◆ Texte de lecture:
+ + +
La Cour administrative d’appel de Lyon, dans son arrêt du 19 juin 2025, statue sur la légalité d’une mesure d’éloignement assortie d’un refus de délai de départ. Un ressortissant étranger, entré plusieurs fois illégalement sur le territoire national, contestait son obligation de quitter la France après le rejet de ses demandes d’asile successives. Le requérant invoquait le respect de sa vie privée et familiale en raison de la présence de son frère, lequel souffre d’une insuffisance rénale terminale. Le Tribunal administratif de Dijon avait annulé l’interdiction de retour mais maintenu l’obligation de quitter le territoire et le refus de délai de départ volontaire. La juridiction d’appel devait déterminer si les liens familiaux et le projet de don d’organe du requérant rendaient la mesure d’éloignement disproportionnée au droit au séjour. La Cour administrative d’appel de Lyon rejette la requête en considérant que l’administration n’a pas méconnu les stipulations de la convention européenne de sauvegarde des droits de l’homme.
I. La préservation de l’équilibre entre vie familiale et police des étrangers
A. Une appréciation souveraine de la durée et de la stabilité du séjour
Le juge administratif souligne que le requérant est revenu sur le territoire français en dépit d’une interdiction de retour dont il faisait l’objet précédemment. La Cour administrative d’appel de Lyon relève que l’intéressé « n’est présent que depuis moins d’un an à la date de l’arrêté litigieux » lors de son second séjour. Cette brièveté de la présence sur le sol national affaiblit l’invocation d’une intégration privée ou familiale suffisamment stable pour faire obstacle à l’éloignement. Les magistrats rappellent que le respect de la vie privée suppose une insertion réelle que les multiples entrées irrégulières et les rejets d’asile ne sauraient établir. L’autorité administrative dispose ainsi d’un pouvoir d’appréciation pour sanctionner le non-respect des mesures d’éloignement antérieures par une nouvelle décision de quitter le territoire français.
+ + +
◆ Documents sources:
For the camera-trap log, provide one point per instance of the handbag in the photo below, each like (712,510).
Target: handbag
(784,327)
+ + +
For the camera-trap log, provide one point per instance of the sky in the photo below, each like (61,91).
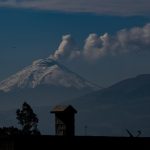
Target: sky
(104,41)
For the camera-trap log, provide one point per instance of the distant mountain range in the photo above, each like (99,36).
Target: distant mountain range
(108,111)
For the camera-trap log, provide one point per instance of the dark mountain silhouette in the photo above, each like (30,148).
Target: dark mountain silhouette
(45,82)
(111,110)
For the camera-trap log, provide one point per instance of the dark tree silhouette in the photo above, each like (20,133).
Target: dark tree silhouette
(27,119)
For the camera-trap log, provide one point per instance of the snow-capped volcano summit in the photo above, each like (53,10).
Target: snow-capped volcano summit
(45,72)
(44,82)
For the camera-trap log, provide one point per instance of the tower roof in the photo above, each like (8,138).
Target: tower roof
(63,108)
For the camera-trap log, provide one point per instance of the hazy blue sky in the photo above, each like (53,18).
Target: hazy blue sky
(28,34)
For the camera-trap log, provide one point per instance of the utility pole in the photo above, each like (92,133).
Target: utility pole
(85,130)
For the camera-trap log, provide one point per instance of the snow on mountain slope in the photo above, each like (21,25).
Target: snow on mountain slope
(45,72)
+ + +
◆ Questions d'étude:
1 - D'après le commentaire de l'arrêt de la Cour administrative d'appel de Lyon, de quelle maladie souffre le frère du requérant ?
2 - Poursuivez, s'il vous plaît, le commentaire de l'arrêt de la Cour administrative d'appel de Lyon à partir de sa dernière phrase.

◆ Corrigé de l'exercice:
1 - D'une insuffisance rénale terminale.

2 -
B. La conciliation des impératifs de santé avec l’exécution de l’éloignement
Le requérant faisait valoir sa qualité de donneur vivant potentiel pour son frère dont l’état de santé nécessite une greffe de rein sous peine de décès. La Cour administrative d’appel de Lyon écarte cet argument en précisant que « l’obligation de quitter le territoire ne fait pas par elle-même obstacle » à une demande de visa ultérieure. Les juges considèrent que la mesure d’éloignement ne préjuge pas de la possibilité pour l’intéressé de revenir légalement sur le territoire pour des motifs médicaux. Cette solution préserve la validité de la police des étrangers tout en renvoyant la question du don d’organe à une phase de demande de séjour régulière. L’atteinte au droit au respect de la vie privée et familiale n’est donc pas jugée disproportionnée au regard des buts de sécurité et d’ordre public.
II. L’application rigoureuse du refus de délai fondé sur le risque de soustraction
A. La caractérisation du risque de fuite par le comportement de l’intéressé
L’autorité administrative peut refuser un délai de départ volontaire s’il existe un risque que l’étranger se soustraie à la mesure de police prise à son encontre. La Cour administrative d’appel de Lyon constate que le requérant a déjà fait l’objet de deux mesures d’éloignement dont la dernière a été exécutée par la force. Le retour clandestin sur le sol national après une interdiction de retour constitue un élément factuel déterminant pour établir la volonté de l’étranger de ne pas coopérer. Les juges valident l’analyse préfectorale selon laquelle le comportement passé de l’intéressé justifie légalement l’absence de délai accordé pour quitter le pays de manière volontaire. Cette application de l’article L. 612-2 du code de l’entrée et du séjour des étrangers et du droit d’asile renforce l’effectivité des mesures d’éloignement administratif.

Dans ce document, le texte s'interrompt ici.